Directions for this task
Once the line containing "Return one point per instance of the finger" is located, give it again exactly, together with each line that follows it to the end of the entries, and add nothing else.

The input
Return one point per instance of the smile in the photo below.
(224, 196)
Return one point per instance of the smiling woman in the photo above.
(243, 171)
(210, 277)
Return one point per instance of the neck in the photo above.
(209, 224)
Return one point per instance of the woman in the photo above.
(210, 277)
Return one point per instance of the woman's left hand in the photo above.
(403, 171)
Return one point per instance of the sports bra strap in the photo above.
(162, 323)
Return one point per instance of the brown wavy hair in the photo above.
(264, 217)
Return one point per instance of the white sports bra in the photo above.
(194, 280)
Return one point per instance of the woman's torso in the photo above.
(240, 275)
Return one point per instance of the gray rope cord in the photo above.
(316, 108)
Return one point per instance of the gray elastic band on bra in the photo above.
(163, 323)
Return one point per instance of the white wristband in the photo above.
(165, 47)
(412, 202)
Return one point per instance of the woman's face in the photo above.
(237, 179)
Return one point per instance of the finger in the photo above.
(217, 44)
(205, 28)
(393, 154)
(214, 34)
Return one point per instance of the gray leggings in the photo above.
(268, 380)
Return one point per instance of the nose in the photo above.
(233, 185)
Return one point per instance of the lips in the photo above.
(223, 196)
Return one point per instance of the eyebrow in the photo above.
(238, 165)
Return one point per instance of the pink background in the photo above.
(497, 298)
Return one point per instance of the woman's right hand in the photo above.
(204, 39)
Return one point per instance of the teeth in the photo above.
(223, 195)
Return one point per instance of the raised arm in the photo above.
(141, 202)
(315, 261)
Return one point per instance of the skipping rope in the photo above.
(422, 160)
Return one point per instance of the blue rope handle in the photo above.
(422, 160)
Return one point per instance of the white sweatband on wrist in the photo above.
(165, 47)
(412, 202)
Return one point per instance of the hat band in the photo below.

Answer to this problem
Return one point per instance of the finger in the photo above.
(217, 44)
(205, 28)
(393, 154)
(214, 34)
Return one point per instance of the gray leggings in the photo above.
(268, 380)
Return one point per instance of the nose in the photo above.
(233, 185)
Return one point per instance of the lips in the photo above.
(223, 196)
Return one point per instance of the eyebrow in the photo above.
(238, 165)
Return one point per instance of the pink background in the photo above.
(497, 298)
Return one point per instance of the woman's right hand in the photo above.
(204, 39)
Return one point per instance of the teeth in the photo above.
(223, 195)
Return one point per instance of the raised arm in the photo above.
(141, 202)
(315, 261)
Return one point per instance of the skipping rope in the photo above.
(422, 160)
Return one point per instance of the blue rope handle in the photo above.
(422, 160)
Return one point per instance of the white sweatband on wrist in the photo above.
(165, 47)
(412, 202)
Return one point per instance of the hat band in the photo below.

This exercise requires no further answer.